§ **Exercise A**
Find every line in the records that contains the word "pole" and copy each one out.

§ **Extract**
## START

By djain128, Section Business
Posted on Tue Apr 05, 2005 at 10:26:23 PM EST

Updates to Jubak's Picks

Sell ICICI Bank (IBN, news, msgs)
When the U.S. financial markets get anxious over climbing interest rates, emerging financial markets often have a nervous breakdown. So I'm going to take my own advice from my recent columns on the end of the cheap money cycle and take my profits in India's ICICI Bank Limited (IBN, news, msgs). I just don't know how fast interest rates are going to climb in the United States, and that creates just too much risk in emerging-market financial stocks for my liking. I'm selling these shares with a 29% gain since I added them to Jubak's Picks on Feb. 2, 2004 at $15.86. (Full disclosure: I will sell my shares in ICICI Bank Limited three days after this column is posted.)

Buy Coach (COH, news, msgs)
I'm adding shares of Coach (COH, news, msgs) in an effort to add more retail sector exposure to Jubak's Picks. The retail sector has been one of the top-five performing sectors recently and aside from Wolverine World Wide (WWW, news, msgs), Jubak's Picks doesn't hold anything in that sector. Besides, Coach looks like it's setting up for a good run. The stock split 2/1 on April 4. and while financial theory says that shouldn't have any effect on share prices, financial experience tells us that stocks often pick up momentum after a split. Coach already has some solid fundamental momentum going for it: On March 3, the company raised its earnings guidance for the second half of 2005 to 85 cents a share (pre-split) on 10% same store growth. That would be a 33% jump from earnings in the second half of last year. I'm adding the shares to Jubak's Picks with a target price of $65 a share by December 2005.

## END

§ **Extracted data**
## START

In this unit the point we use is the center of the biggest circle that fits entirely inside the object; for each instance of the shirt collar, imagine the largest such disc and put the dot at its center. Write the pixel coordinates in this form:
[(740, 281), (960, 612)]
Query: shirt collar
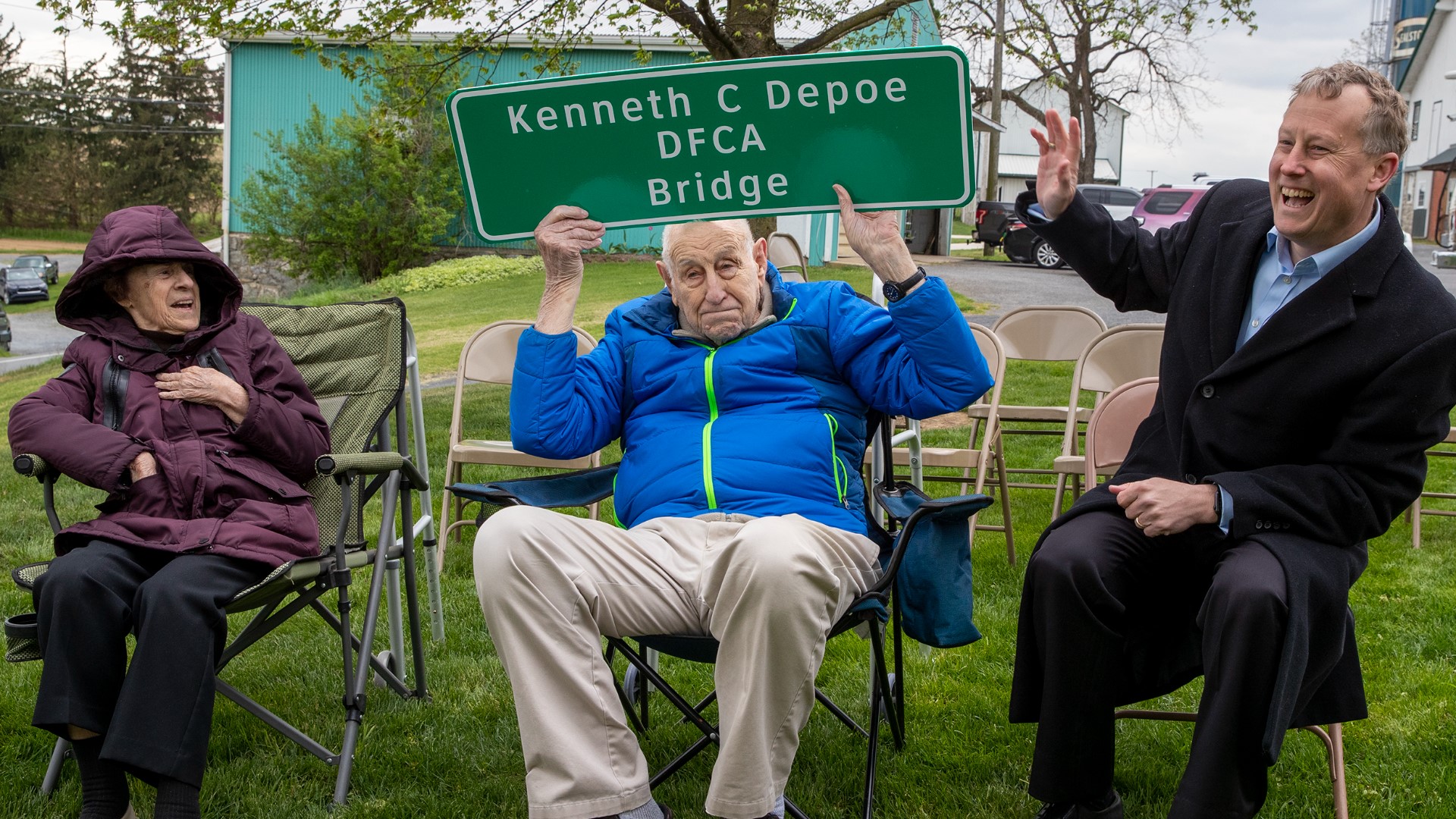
[(1327, 260)]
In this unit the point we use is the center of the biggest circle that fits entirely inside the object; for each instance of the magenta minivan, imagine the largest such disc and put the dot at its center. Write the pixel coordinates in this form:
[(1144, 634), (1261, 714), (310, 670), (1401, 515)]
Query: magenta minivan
[(1164, 207)]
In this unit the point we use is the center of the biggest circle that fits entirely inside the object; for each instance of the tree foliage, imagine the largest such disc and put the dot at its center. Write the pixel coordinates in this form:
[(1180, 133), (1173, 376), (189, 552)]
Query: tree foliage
[(1130, 53), (726, 30), (79, 140), (364, 194)]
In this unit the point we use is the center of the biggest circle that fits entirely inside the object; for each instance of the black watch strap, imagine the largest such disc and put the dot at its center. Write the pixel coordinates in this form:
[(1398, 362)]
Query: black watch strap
[(896, 290)]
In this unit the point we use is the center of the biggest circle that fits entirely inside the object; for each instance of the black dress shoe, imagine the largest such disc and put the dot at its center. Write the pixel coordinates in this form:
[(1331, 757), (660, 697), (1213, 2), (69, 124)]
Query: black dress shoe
[(1081, 811)]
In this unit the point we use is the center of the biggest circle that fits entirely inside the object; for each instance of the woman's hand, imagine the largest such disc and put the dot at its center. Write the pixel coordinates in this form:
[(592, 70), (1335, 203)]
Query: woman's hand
[(206, 385), (143, 466)]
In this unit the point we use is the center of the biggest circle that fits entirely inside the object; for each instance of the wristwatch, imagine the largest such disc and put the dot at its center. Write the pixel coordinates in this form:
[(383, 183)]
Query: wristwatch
[(896, 290)]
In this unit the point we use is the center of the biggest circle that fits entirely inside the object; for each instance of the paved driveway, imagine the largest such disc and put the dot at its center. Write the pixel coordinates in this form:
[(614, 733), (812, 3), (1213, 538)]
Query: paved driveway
[(36, 335)]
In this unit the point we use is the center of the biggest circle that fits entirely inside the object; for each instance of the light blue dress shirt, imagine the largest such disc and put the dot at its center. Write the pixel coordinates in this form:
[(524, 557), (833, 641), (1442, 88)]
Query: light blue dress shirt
[(1276, 281)]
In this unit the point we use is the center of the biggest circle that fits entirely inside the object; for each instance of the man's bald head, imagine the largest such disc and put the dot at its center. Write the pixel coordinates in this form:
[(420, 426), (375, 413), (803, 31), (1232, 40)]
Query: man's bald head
[(715, 273)]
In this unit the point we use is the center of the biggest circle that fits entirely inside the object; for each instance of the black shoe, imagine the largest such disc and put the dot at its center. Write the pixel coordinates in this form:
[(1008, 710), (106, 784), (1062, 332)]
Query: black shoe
[(1081, 811)]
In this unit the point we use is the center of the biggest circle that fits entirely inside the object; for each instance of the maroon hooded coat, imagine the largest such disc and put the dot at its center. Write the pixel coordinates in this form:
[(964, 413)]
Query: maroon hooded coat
[(221, 487)]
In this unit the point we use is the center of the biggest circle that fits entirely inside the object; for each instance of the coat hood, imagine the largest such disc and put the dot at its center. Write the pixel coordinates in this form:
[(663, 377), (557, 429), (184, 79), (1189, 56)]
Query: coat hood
[(145, 235)]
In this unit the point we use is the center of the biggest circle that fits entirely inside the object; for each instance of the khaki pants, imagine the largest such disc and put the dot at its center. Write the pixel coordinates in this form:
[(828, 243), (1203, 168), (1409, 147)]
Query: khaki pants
[(769, 589)]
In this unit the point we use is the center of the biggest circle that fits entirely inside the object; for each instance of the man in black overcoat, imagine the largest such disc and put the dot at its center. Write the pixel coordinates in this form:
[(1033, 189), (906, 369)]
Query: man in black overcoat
[(1308, 363)]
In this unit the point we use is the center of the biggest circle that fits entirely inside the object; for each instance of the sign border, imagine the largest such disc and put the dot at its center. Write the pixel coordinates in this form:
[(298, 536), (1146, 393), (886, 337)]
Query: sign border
[(919, 53)]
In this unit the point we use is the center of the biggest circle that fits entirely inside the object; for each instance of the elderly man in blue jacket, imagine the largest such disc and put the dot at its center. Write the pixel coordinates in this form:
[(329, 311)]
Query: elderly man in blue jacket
[(740, 401)]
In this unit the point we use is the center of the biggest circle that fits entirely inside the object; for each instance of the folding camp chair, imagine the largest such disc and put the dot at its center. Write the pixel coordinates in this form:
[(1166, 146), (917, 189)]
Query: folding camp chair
[(490, 357), (354, 359), (977, 464), (915, 522)]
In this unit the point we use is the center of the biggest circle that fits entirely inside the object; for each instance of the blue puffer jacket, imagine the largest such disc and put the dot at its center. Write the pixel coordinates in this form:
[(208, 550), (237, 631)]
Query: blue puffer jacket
[(772, 423)]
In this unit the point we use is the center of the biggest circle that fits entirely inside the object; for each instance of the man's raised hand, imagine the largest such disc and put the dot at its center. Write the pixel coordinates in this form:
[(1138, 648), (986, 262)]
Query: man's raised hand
[(561, 238), (875, 238), (1060, 159)]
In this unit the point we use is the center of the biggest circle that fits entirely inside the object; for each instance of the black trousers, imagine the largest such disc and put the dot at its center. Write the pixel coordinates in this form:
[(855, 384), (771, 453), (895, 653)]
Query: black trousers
[(1112, 613), (155, 716)]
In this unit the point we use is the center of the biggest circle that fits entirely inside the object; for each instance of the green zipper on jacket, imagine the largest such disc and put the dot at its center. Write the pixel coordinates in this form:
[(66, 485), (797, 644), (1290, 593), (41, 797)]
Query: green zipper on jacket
[(836, 465), (708, 430)]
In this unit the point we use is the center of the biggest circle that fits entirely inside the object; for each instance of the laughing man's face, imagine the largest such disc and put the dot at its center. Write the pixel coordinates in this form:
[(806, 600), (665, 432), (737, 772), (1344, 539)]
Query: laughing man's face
[(1323, 184)]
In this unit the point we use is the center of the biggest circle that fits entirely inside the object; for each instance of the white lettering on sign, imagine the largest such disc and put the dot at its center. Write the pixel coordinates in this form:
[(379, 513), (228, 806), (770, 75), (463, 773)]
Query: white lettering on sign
[(723, 101), (695, 137), (517, 118), (783, 89), (836, 98), (660, 191)]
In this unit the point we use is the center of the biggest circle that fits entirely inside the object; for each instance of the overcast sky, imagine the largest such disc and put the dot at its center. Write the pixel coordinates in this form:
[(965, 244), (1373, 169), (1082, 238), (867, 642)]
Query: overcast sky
[(1234, 136)]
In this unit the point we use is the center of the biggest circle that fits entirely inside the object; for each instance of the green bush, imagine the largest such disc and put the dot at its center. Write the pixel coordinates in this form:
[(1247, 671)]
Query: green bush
[(453, 273), (450, 273)]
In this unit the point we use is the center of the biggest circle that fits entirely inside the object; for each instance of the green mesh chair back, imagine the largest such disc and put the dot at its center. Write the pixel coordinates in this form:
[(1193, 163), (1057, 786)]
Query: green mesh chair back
[(353, 357)]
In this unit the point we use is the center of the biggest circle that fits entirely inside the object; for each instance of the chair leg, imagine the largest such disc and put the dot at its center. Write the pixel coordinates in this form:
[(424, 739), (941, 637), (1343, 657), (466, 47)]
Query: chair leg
[(53, 770), (1005, 493), (1337, 770)]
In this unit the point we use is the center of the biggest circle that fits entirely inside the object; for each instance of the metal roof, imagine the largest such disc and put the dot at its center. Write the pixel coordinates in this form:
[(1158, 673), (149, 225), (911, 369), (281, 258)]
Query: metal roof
[(1025, 165), (1442, 161)]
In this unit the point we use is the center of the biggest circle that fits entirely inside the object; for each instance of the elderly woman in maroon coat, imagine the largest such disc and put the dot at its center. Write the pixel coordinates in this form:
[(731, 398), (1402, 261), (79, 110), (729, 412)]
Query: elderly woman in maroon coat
[(197, 423)]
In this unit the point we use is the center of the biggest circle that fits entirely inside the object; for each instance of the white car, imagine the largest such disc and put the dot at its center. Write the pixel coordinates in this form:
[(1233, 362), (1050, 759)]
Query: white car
[(1116, 199)]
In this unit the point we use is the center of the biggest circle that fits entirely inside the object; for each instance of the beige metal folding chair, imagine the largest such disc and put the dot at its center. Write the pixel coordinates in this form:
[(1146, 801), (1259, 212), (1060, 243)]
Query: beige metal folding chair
[(490, 357), (977, 464), (1041, 333), (1417, 510), (1112, 426), (1117, 356), (785, 254)]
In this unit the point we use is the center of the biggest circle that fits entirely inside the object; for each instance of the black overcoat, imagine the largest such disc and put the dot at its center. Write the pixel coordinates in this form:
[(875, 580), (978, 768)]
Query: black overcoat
[(1316, 426)]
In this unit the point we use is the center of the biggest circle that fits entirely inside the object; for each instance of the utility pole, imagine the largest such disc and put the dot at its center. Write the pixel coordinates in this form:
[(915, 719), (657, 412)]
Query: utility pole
[(993, 143)]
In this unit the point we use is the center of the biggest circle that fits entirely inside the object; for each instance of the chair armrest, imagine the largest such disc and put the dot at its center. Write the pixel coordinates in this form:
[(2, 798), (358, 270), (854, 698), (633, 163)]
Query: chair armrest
[(372, 464), (582, 487), (33, 465)]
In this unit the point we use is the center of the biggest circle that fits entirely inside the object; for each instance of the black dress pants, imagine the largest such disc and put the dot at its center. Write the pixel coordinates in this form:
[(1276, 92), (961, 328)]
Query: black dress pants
[(155, 716), (1106, 601)]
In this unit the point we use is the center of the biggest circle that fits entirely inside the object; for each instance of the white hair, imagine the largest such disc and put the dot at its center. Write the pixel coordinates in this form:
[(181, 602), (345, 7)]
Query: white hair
[(673, 232)]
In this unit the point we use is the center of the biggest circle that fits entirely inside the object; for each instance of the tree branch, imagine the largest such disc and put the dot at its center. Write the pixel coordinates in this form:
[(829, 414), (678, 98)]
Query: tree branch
[(849, 25)]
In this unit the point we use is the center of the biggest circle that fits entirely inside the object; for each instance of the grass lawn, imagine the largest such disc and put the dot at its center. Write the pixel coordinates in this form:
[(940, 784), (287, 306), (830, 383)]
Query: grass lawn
[(459, 755)]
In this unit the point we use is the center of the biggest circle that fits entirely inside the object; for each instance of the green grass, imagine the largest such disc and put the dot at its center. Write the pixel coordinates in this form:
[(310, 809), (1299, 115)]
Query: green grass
[(459, 755), (46, 234)]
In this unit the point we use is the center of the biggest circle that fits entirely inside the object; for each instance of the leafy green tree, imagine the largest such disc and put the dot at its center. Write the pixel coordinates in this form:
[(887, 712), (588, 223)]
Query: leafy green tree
[(364, 194), (724, 28), (164, 134), (61, 174), (14, 114)]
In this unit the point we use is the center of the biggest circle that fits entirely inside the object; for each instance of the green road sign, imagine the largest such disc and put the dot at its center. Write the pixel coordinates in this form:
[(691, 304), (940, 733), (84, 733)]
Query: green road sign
[(715, 140)]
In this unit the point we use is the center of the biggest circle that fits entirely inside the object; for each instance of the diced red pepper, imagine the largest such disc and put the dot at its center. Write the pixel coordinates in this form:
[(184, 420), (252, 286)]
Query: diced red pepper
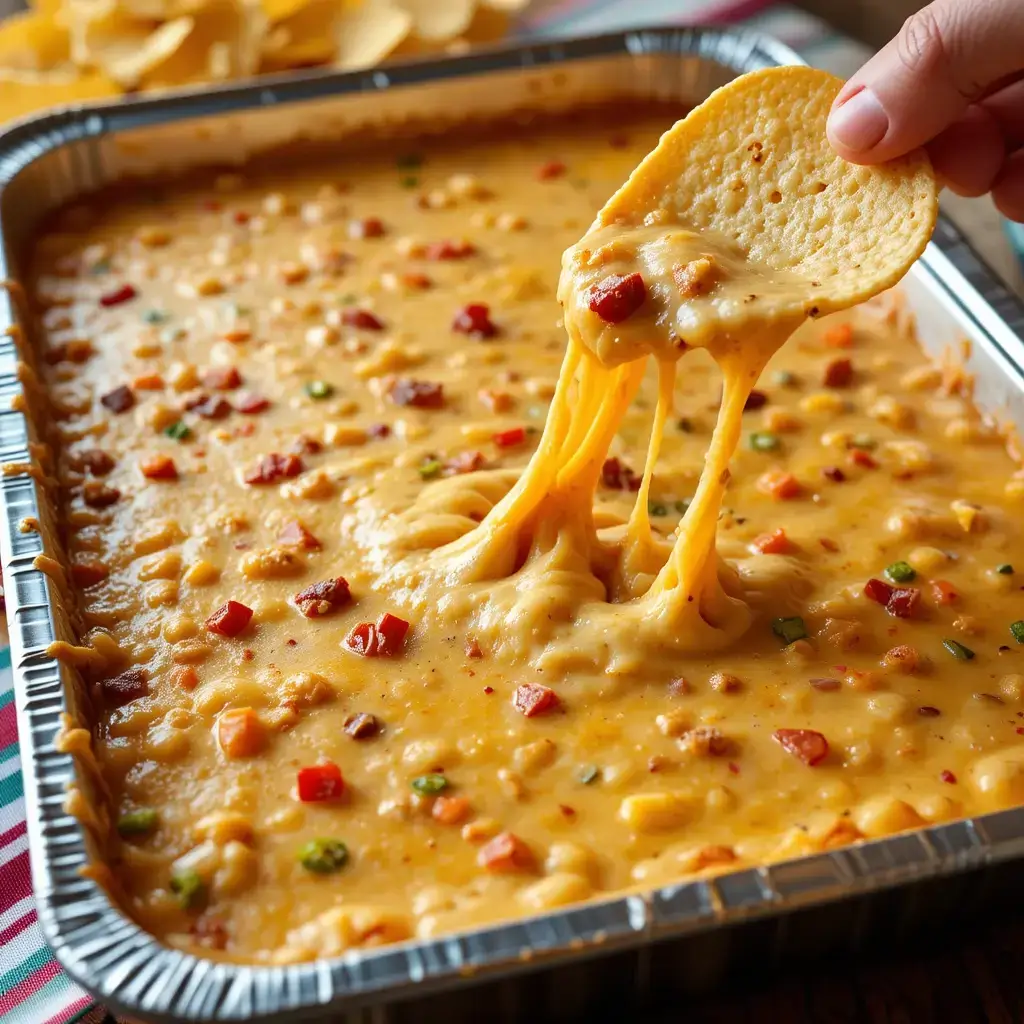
[(296, 536), (552, 169), (320, 782), (773, 544), (361, 318), (419, 394), (120, 399), (324, 597), (251, 403), (475, 321), (221, 378), (806, 744), (617, 297), (274, 467), (532, 698), (512, 437), (159, 467), (123, 294), (229, 620)]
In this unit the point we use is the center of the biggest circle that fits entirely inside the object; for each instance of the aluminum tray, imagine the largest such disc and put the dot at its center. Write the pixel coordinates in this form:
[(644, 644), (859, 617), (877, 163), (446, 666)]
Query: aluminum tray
[(607, 956)]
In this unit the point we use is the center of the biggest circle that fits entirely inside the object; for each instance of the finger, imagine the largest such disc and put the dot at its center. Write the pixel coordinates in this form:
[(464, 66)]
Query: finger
[(946, 56), (969, 155), (1008, 193)]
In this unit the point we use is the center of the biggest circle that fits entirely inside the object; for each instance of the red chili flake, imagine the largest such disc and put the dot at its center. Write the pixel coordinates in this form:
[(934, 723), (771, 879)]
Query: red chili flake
[(159, 467), (858, 457), (475, 321), (98, 496), (839, 373), (512, 437), (120, 399), (221, 378), (450, 250), (552, 169), (532, 698), (419, 394), (808, 745), (296, 536), (251, 403), (368, 227), (361, 318), (274, 467), (320, 782), (617, 297), (128, 685), (212, 408), (123, 294), (465, 462), (229, 620), (322, 598)]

## END

§ **Exercise B**
Using the stock-picks update, answer these:
(i) What percentage gain does the column report on the ICICI Bank shares being sold?
(ii) At what price were the ICICI Bank shares added to Jubak's Picks?
(iii) What target price and deadline are given for Coach shares?

§ **Correct result A**
In this unit the point we use is the center of the biggest circle that fits entirely inside the object; for each instance of the utility pole, imagine the largest such disc and put the dot at its center. Write the pixel coordinates in this form:
Query: utility pole

§ **Correct result B**
(i) 29%
(ii) $15.86, on Feb. 2, 2004
(iii) $65 a share by December 2005